What you need to do
After finding the line containing "hillside in the picture above?" below, please output that line and each following one through the line containing "arch in the picture above?", exactly as written.

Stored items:
[Start of Attachment]

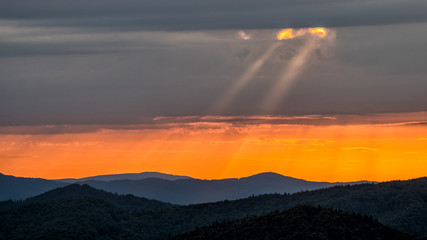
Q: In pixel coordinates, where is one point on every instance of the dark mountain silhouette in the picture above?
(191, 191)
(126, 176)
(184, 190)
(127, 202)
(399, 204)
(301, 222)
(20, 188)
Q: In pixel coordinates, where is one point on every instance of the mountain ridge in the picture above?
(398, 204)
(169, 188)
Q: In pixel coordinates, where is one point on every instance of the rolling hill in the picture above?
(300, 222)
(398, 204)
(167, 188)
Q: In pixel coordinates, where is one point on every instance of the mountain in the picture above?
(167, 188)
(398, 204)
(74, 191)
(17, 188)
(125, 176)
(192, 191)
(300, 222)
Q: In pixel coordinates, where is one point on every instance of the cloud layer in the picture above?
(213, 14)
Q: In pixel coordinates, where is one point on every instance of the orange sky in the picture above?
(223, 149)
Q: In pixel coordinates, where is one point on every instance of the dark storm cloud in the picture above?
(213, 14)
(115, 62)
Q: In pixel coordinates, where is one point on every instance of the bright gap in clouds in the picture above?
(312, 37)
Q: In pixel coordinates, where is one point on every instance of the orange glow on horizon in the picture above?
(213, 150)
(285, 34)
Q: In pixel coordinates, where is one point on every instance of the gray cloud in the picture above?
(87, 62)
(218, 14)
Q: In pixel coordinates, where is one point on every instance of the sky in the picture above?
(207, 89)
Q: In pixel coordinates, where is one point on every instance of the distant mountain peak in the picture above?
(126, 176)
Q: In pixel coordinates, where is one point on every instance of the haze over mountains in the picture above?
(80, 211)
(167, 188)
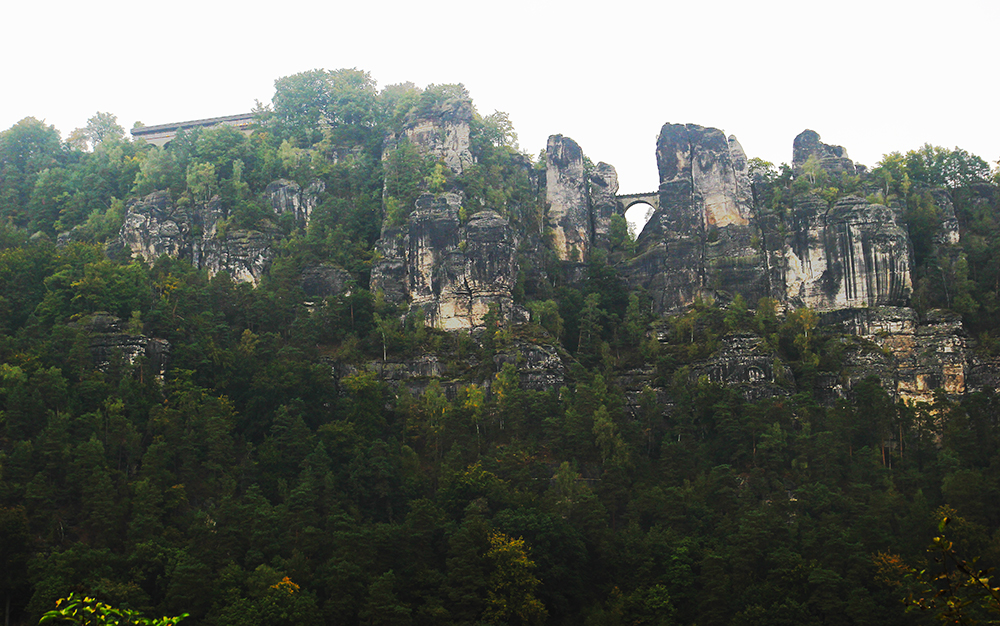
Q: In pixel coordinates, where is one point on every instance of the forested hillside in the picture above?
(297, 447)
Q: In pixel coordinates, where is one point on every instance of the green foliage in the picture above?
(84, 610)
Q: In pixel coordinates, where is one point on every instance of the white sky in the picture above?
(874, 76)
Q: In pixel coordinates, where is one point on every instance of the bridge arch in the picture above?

[End of Attachment]
[Start of Attachment]

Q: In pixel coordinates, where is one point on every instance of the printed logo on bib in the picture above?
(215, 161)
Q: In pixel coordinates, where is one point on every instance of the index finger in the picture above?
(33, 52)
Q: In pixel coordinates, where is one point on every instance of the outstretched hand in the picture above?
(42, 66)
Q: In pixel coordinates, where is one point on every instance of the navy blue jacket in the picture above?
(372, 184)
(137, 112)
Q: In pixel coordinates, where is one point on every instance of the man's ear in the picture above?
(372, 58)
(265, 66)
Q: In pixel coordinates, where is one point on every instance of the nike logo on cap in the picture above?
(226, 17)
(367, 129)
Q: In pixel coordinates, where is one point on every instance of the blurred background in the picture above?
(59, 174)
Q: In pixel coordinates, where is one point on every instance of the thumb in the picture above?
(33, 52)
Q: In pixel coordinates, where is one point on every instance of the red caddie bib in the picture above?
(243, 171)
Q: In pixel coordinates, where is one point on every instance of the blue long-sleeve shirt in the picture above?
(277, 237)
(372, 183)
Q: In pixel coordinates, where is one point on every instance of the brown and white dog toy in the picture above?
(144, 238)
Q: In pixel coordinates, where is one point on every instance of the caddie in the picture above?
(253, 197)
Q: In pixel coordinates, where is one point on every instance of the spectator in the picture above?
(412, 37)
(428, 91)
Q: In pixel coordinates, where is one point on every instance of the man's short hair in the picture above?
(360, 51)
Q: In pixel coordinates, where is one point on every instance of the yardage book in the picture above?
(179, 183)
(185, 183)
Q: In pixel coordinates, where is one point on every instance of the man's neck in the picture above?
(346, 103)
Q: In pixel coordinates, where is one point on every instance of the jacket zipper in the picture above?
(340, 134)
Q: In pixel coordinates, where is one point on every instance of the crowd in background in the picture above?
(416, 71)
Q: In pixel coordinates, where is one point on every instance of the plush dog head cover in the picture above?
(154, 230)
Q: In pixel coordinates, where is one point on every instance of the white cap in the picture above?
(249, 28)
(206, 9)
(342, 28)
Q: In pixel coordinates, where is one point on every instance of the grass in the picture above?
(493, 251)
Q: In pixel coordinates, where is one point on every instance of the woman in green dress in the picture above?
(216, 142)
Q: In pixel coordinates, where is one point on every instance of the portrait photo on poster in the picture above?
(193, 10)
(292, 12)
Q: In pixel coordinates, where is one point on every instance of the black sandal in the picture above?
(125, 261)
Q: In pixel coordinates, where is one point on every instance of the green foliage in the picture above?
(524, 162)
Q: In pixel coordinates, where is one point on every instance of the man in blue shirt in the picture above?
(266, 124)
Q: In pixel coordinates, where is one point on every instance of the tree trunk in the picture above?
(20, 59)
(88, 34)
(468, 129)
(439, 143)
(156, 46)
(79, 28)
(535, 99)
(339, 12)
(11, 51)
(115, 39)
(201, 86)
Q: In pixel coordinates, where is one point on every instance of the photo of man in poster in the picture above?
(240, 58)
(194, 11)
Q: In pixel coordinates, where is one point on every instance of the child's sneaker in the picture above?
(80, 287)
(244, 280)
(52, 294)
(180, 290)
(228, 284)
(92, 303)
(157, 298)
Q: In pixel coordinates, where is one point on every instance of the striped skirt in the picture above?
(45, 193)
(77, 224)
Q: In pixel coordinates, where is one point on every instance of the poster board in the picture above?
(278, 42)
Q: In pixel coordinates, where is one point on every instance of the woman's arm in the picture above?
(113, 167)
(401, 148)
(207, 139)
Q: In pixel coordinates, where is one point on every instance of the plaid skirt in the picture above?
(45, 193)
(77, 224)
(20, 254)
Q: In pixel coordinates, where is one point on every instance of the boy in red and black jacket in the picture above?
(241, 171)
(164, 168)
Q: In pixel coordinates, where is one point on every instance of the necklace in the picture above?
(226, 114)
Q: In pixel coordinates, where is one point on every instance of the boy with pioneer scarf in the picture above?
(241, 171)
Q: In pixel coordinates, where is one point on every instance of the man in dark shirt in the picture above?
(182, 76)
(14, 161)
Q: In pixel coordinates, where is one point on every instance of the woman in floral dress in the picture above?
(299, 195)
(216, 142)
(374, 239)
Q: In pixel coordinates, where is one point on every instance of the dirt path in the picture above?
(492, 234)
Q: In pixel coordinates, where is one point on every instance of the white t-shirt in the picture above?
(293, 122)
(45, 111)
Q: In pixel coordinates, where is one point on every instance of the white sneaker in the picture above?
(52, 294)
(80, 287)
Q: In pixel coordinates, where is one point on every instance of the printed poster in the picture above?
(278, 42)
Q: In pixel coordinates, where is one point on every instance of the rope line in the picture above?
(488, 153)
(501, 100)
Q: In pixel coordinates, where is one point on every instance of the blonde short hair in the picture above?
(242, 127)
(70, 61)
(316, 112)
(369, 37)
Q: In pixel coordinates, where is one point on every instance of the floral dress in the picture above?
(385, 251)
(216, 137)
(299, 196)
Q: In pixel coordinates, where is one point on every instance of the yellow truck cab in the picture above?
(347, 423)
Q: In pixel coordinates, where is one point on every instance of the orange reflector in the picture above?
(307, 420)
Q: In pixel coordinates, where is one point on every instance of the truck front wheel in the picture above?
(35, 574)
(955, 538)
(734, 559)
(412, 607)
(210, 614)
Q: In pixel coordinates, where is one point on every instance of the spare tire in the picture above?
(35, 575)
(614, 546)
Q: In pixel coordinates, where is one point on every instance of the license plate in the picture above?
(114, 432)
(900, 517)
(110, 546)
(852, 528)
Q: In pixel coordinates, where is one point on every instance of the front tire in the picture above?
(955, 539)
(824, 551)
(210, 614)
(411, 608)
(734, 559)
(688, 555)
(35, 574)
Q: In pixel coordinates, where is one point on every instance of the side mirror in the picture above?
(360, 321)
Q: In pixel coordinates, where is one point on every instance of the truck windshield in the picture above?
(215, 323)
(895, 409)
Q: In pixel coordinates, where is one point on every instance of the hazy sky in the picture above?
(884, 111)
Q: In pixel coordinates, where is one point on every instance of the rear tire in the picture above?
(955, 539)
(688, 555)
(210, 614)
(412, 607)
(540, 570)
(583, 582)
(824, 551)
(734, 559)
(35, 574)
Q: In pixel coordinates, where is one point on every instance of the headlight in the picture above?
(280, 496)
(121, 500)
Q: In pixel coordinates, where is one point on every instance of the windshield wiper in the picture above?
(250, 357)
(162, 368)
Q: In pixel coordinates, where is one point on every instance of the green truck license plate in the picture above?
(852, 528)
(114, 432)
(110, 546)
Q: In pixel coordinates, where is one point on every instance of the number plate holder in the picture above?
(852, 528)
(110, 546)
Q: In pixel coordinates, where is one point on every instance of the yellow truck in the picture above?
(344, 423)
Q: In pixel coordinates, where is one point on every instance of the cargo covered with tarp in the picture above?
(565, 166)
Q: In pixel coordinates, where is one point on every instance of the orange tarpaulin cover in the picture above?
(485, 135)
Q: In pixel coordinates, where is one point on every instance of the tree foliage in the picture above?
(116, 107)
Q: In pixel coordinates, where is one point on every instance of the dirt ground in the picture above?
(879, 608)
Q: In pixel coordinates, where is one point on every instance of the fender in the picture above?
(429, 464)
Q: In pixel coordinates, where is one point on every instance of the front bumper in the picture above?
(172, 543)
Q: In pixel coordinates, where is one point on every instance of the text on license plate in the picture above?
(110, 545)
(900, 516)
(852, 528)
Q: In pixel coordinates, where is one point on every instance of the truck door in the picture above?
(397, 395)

[End of Attachment]

Your response
Q: In pixel coordinates, where is one point on every instance of the forested hillside in the picture above?
(297, 447)
Q: In pixel coordinates, where is one point on every instance of the green foliage in the picture above?
(84, 610)
Q: In pixel coordinates, where is one point on every instance of the white sky in the picture above?
(874, 76)
Q: In pixel coordinates, where is one point on every instance of the bridge arch in the picture above?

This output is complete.